Набор задач:
1. На какой улице стоит ребенок в начале эссе об Анатолии Наймане?
2. Обнови кусок эссе об Анатолии Наймане начиная со слов «Чужой, зевака, бельмо.» и дальше вплоть до слов «рушится на него.»: поставь «провидец» вместо «духовидец».
3. Напиши, что идет дальше в эссе об Анатолии Наймане, после последней показанной строки.

Комментарий · Культура

Тень итогов. Умер Анатолий Найман

Эссе Дмитрия Воденникова

Анатолий Найман. Кадр

Ребенок выходит на улицу. Там зима. На ребенка накрутили всякого: рейтузы, штаны, рубашку, свитер, шубку, валенки, шапку, шарф. Ребенок стоит на улице Марата. Родители мальчика живут в коммунальной квартире в одном из пятиэтажных домов. Ребенок наблюдает.

Однажды он будет так наблюдать, в сентябре 1941-го, с подоконника (лег на него грудью? встал ногами?), как по улице Марата ведут пленных немцев, целый взвод. Их сбросили с парашютами как десант. Они шли строем, медленнее, чем обычно ходят люди, как будто чуть-чуть приволакивая ноги.

Мальчик опять наблюдает.

Уже повзрослев, он определит себя, когда ему это предложат сделать, через три, всего через три слова. «Ну… чужой… зевака… бельмо». (Вообще-то тут четыре слова: еще междометие «ну», и кажется, оно тут очень важное. «Ну-у-у». «Ну, если вы так хотите…». «Не хочется с вами особенно играть, но давайте».)

Чужой, зевака, бельмо.

Если «чужой» — очень понятно (всегда в стороне, что и требуется от наблюдателя), если «зевака» — двоится (тут и зевает, бездельник, шел, шел и остановился, и опять полуравнодушный наблюдатель), то почему «бельмо»?

Пятно на глазу, помутнение роговой оболочки глаза. То есть не видит то, что должен? Нет, вряд ли. Что-то другое хотел сказать. Все время кому-то мешает: хотят его сморгнуть, избавиться от него. А он сидит в глазу — и не соринка: не выплакать и аккуратно пальцем не вынуть.

Он, конечно, визионер. Ироничный духовидец.

Самый известный сон (с него начинаются его знаменитые «Рассказы о Анне Ахматовой»): ему снится, как белый высокий ленинградский потолок над ним быстро набухает: не водой — кровью, и вот через мгновение алый поток рушится на него.

Еще не Босх, но уже близко. Один средневековый мистик описывал, как он посещал Рай и Ад. Там покрытый льдом пруд, и грешники вынуждены скользить по его холодному стеклу на шатких коньках или санках.

Нигде об этом не написано, но можно предположить, что у кромки пруда стоит мальчик (на нем шапка, ватные штаны, шубка, шарф). Мальчик смотрит, как катаются пленные навсегда грешники на санках или коньках — вечные круги, вечное движение, ни охнуть, ни отдохнуть. Но мальчик наблюдает. Он тут случайно, он не грешник. Его дело быть визионером, быть им всем как бельмо на глазу. Он, наверное, всех их — ко всем прочим их мукам — ужасно раздражает. «Чего стоишь, мальчик? Иди отсюда!» Но мальчик не уходит.

Сон не только он сам, а и то, что спит.
Вкушающее его. Безжизненное. Нагое.
В мягкой траве. Забывшее долг и стыд.
Казалось бы, спи. Но нет, не дает покоя

Тело-телок. Ищет места, мыча:
тот лужок без слепней — райское лоно
матери, чтоб была его и больше ничья.

Фрагмент набора данных:
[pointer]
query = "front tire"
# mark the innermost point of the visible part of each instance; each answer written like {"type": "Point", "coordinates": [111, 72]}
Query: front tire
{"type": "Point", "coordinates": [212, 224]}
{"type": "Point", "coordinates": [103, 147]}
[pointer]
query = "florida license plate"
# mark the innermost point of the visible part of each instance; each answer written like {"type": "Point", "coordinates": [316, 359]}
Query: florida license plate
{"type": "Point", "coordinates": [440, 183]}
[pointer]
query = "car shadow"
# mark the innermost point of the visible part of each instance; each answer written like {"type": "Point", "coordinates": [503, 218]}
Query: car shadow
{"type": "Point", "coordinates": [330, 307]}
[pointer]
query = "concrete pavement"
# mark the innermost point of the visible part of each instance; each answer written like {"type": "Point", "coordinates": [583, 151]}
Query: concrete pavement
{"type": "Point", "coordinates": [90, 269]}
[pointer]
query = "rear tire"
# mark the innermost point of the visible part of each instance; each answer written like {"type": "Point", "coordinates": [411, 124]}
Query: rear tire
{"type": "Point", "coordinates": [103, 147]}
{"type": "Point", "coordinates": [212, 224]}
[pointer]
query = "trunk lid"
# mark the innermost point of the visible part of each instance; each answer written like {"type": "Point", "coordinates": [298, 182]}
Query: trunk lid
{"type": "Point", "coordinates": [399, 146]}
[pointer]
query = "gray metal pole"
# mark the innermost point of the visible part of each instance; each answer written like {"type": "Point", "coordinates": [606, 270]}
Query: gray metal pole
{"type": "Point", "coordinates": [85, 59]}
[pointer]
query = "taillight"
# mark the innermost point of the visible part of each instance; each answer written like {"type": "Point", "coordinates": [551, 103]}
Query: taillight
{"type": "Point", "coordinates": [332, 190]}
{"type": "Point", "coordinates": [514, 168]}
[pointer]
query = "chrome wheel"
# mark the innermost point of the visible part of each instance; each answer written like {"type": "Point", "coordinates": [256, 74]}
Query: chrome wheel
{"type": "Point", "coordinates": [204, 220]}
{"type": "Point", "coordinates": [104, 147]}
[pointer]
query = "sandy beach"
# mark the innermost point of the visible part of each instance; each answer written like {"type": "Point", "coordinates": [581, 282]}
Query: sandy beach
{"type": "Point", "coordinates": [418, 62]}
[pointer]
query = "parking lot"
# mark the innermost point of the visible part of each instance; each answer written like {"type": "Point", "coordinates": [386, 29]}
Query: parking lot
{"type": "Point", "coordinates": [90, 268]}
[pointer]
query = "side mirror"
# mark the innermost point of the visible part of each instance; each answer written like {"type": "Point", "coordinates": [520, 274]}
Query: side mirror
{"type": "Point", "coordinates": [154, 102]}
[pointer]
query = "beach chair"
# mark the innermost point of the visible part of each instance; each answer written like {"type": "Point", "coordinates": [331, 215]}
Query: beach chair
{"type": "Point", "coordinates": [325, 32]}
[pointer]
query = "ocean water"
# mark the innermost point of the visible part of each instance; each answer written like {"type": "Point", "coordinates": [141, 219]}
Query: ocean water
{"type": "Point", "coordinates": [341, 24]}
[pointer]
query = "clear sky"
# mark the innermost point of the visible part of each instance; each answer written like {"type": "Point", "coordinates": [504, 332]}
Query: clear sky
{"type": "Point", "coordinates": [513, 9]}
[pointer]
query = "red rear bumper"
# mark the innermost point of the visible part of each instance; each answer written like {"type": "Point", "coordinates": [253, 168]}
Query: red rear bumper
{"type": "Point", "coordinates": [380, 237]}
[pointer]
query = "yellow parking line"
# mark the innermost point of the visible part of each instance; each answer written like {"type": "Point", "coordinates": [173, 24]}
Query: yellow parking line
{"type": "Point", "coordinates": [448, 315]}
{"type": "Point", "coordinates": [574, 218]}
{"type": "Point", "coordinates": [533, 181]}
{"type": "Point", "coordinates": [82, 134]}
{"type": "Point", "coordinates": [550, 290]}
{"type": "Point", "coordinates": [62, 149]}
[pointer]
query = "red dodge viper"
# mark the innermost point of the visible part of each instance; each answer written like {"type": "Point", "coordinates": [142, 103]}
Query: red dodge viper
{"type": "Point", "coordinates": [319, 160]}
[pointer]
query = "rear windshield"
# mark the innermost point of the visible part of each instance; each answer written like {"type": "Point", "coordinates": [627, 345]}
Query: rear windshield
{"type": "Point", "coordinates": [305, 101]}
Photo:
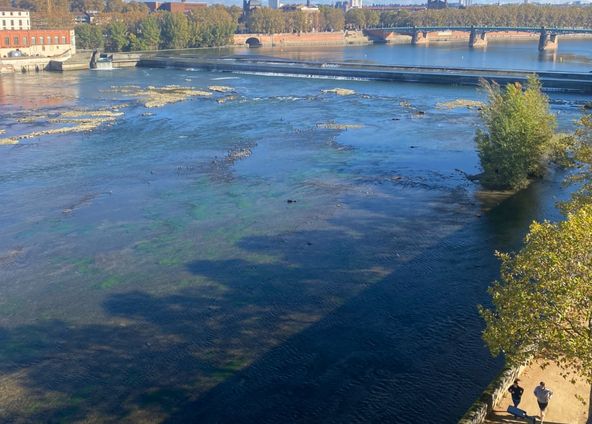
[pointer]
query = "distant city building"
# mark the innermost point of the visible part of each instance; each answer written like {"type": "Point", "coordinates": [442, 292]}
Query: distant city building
{"type": "Point", "coordinates": [395, 7]}
{"type": "Point", "coordinates": [249, 5]}
{"type": "Point", "coordinates": [15, 19]}
{"type": "Point", "coordinates": [343, 5]}
{"type": "Point", "coordinates": [42, 42]}
{"type": "Point", "coordinates": [437, 4]}
{"type": "Point", "coordinates": [174, 7]}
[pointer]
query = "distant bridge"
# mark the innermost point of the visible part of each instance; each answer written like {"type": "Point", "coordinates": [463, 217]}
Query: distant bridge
{"type": "Point", "coordinates": [548, 37]}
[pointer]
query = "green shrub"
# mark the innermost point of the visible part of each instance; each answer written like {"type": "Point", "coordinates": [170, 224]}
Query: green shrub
{"type": "Point", "coordinates": [519, 135]}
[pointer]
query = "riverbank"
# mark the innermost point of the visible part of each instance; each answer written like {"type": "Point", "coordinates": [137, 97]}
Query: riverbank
{"type": "Point", "coordinates": [564, 407]}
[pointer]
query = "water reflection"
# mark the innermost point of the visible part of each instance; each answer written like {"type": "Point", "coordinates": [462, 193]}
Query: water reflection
{"type": "Point", "coordinates": [325, 274]}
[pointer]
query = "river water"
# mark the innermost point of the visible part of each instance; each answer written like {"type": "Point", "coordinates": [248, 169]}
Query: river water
{"type": "Point", "coordinates": [279, 255]}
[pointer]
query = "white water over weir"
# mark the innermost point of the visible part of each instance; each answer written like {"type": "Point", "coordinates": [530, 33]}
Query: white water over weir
{"type": "Point", "coordinates": [551, 80]}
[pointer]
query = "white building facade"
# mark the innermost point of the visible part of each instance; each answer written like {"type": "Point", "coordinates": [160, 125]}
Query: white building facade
{"type": "Point", "coordinates": [14, 19]}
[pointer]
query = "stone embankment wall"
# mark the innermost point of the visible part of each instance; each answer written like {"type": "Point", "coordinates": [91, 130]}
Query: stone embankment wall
{"type": "Point", "coordinates": [491, 396]}
{"type": "Point", "coordinates": [303, 39]}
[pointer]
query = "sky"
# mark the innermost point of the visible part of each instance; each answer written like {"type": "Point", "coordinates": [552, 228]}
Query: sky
{"type": "Point", "coordinates": [370, 2]}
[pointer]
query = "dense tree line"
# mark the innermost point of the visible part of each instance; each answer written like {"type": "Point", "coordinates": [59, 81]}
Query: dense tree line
{"type": "Point", "coordinates": [529, 15]}
{"type": "Point", "coordinates": [330, 19]}
{"type": "Point", "coordinates": [542, 302]}
{"type": "Point", "coordinates": [208, 27]}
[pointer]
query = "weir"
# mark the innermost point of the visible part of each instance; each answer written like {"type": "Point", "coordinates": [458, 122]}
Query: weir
{"type": "Point", "coordinates": [562, 81]}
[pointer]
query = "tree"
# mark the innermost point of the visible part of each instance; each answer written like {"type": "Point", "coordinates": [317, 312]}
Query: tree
{"type": "Point", "coordinates": [542, 304]}
{"type": "Point", "coordinates": [266, 21]}
{"type": "Point", "coordinates": [332, 19]}
{"type": "Point", "coordinates": [519, 135]}
{"type": "Point", "coordinates": [174, 31]}
{"type": "Point", "coordinates": [116, 36]}
{"type": "Point", "coordinates": [372, 18]}
{"type": "Point", "coordinates": [356, 18]}
{"type": "Point", "coordinates": [212, 26]}
{"type": "Point", "coordinates": [149, 33]}
{"type": "Point", "coordinates": [116, 6]}
{"type": "Point", "coordinates": [89, 37]}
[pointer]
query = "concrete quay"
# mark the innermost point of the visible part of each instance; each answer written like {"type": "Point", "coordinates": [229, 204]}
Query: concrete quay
{"type": "Point", "coordinates": [560, 81]}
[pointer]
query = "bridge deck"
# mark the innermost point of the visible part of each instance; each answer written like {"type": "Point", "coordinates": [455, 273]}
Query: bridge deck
{"type": "Point", "coordinates": [485, 29]}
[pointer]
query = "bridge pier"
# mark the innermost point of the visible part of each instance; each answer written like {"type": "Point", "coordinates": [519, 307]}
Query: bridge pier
{"type": "Point", "coordinates": [548, 41]}
{"type": "Point", "coordinates": [419, 37]}
{"type": "Point", "coordinates": [477, 39]}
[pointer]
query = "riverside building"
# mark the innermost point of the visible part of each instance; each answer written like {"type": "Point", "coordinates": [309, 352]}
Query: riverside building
{"type": "Point", "coordinates": [37, 42]}
{"type": "Point", "coordinates": [14, 19]}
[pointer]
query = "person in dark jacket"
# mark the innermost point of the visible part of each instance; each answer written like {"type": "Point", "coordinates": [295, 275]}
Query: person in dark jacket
{"type": "Point", "coordinates": [516, 392]}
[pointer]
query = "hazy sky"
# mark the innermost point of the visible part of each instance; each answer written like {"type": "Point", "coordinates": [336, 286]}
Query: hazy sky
{"type": "Point", "coordinates": [369, 2]}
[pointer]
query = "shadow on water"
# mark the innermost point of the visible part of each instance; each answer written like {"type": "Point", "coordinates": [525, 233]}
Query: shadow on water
{"type": "Point", "coordinates": [273, 348]}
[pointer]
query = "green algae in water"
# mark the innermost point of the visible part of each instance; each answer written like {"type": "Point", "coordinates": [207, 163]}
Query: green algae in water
{"type": "Point", "coordinates": [86, 266]}
{"type": "Point", "coordinates": [109, 283]}
{"type": "Point", "coordinates": [170, 261]}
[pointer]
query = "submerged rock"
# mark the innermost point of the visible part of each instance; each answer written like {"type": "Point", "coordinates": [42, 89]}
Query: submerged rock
{"type": "Point", "coordinates": [335, 126]}
{"type": "Point", "coordinates": [160, 96]}
{"type": "Point", "coordinates": [339, 91]}
{"type": "Point", "coordinates": [453, 104]}
{"type": "Point", "coordinates": [221, 88]}
{"type": "Point", "coordinates": [80, 120]}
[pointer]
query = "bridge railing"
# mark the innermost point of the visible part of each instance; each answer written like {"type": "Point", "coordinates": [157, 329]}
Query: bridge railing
{"type": "Point", "coordinates": [575, 30]}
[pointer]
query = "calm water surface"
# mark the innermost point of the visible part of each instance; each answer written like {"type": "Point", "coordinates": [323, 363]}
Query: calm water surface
{"type": "Point", "coordinates": [248, 260]}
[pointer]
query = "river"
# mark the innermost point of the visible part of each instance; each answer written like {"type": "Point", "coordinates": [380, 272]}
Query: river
{"type": "Point", "coordinates": [279, 254]}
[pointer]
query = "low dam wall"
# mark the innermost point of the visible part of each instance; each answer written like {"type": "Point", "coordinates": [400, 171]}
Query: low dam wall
{"type": "Point", "coordinates": [577, 82]}
{"type": "Point", "coordinates": [339, 38]}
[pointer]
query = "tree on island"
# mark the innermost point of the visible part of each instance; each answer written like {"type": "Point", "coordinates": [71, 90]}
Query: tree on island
{"type": "Point", "coordinates": [519, 135]}
{"type": "Point", "coordinates": [542, 303]}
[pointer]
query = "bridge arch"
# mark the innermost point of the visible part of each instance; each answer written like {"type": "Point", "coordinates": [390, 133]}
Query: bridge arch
{"type": "Point", "coordinates": [253, 42]}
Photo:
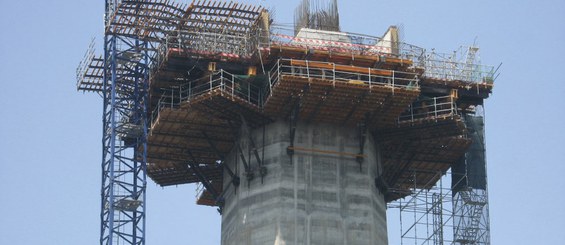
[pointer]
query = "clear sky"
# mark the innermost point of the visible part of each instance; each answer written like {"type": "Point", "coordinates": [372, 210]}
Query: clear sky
{"type": "Point", "coordinates": [50, 135]}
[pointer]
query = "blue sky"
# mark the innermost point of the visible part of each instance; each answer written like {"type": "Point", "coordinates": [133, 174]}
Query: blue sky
{"type": "Point", "coordinates": [50, 135]}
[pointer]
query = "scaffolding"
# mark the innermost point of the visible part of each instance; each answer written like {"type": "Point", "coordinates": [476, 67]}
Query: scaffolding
{"type": "Point", "coordinates": [180, 81]}
{"type": "Point", "coordinates": [437, 215]}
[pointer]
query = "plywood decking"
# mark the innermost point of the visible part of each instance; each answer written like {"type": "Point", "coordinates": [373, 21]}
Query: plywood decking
{"type": "Point", "coordinates": [342, 102]}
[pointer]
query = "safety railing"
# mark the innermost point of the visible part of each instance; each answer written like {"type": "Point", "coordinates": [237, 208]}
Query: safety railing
{"type": "Point", "coordinates": [461, 65]}
{"type": "Point", "coordinates": [340, 74]}
{"type": "Point", "coordinates": [344, 42]}
{"type": "Point", "coordinates": [236, 86]}
{"type": "Point", "coordinates": [430, 109]}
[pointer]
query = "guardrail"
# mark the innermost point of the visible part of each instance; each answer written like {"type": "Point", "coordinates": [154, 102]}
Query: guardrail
{"type": "Point", "coordinates": [223, 81]}
{"type": "Point", "coordinates": [430, 109]}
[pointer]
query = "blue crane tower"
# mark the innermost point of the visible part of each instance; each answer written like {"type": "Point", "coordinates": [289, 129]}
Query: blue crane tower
{"type": "Point", "coordinates": [120, 76]}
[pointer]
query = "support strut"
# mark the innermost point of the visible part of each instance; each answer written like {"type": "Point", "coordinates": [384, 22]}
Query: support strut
{"type": "Point", "coordinates": [293, 121]}
{"type": "Point", "coordinates": [362, 131]}
{"type": "Point", "coordinates": [262, 169]}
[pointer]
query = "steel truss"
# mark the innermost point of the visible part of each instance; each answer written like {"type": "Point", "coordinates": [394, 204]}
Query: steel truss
{"type": "Point", "coordinates": [124, 154]}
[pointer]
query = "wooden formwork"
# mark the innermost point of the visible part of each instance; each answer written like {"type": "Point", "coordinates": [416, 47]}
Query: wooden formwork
{"type": "Point", "coordinates": [340, 102]}
{"type": "Point", "coordinates": [201, 131]}
{"type": "Point", "coordinates": [427, 147]}
{"type": "Point", "coordinates": [384, 61]}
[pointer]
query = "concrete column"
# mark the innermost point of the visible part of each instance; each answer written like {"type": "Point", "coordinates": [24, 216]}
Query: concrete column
{"type": "Point", "coordinates": [315, 199]}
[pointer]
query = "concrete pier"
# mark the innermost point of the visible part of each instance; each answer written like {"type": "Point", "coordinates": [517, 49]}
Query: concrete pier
{"type": "Point", "coordinates": [313, 198]}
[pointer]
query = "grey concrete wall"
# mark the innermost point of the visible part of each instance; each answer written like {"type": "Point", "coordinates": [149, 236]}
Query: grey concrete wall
{"type": "Point", "coordinates": [316, 199]}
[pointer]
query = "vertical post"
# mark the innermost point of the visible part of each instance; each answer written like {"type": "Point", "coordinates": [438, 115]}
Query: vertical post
{"type": "Point", "coordinates": [435, 107]}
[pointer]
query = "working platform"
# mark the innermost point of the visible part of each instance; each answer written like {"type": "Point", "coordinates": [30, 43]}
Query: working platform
{"type": "Point", "coordinates": [340, 94]}
{"type": "Point", "coordinates": [429, 137]}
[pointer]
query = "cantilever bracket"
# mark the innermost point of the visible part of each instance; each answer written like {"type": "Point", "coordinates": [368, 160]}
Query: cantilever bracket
{"type": "Point", "coordinates": [213, 146]}
{"type": "Point", "coordinates": [293, 121]}
{"type": "Point", "coordinates": [235, 179]}
{"type": "Point", "coordinates": [248, 171]}
{"type": "Point", "coordinates": [362, 130]}
{"type": "Point", "coordinates": [205, 182]}
{"type": "Point", "coordinates": [262, 169]}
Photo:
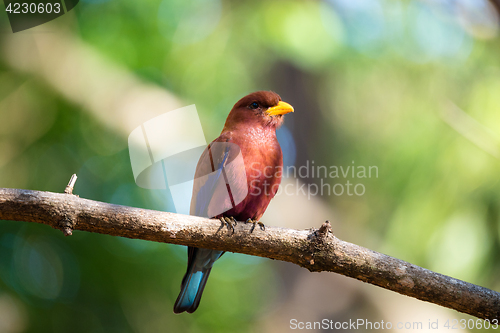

Ответы по заданиям:
1. На улице Марата.

2.
Чужой, зевака, бельмо.

Если «чужой» — очень понятно (всегда в стороне, что и требуется от наблюдателя), если «зевака» — двоится (тут и зевает, бездельник, шел, шел и остановился, и опять полуравнодушный наблюдатель), то почему «бельмо»?

Пятно на глазу, помутнение роговой оболочки глаза. То есть не видит то, что должен? Нет, вряд ли. Что-то другое хотел сказать. Все время кому-то мешает: хотят его сморгнуть, избавиться от него. А он сидит в глазу — и не соринка: не выплакать и аккуратно пальцем не вынуть.

Он, конечно, визионер. Ироничный провидец.

Самый известный сон (с него начинаются его знаменитые «Рассказы о Анне Ахматовой»): ему снится, как белый высокий ленинградский потолок над ним быстро набухает: не водой — кровью, и вот через мгновение алый поток рушится на него.

3.
Щиплет остатки сна, озираясь сонно.

<…>

Это тоже уже хрестоматийное: когда через несколько часов молодой Найман встретился с Ахматовой и рассказал свой сон про набухший мгновенно и хлынувший потолок, та похвалила: «Не худо». И потом классическое: 

«Вообще, самое скучное на свете — чужие сны и чужой блуд. Но вы заслужили. Мой сон я видела в ночь на 1 октября. После мировой катастрофы я, одна-одинешенька, стою на земле, на слякоти, на грязи, скольжу, не могу удержаться на ногах, почву размывает. И откуда-то сверху, расширяясь по мере приближенья и поэтому все более мне угрожая, низвергается поток, в который соединились все великие реки мира: Нил, Ганг, Волга, Миссисипи… Только этого не хватало».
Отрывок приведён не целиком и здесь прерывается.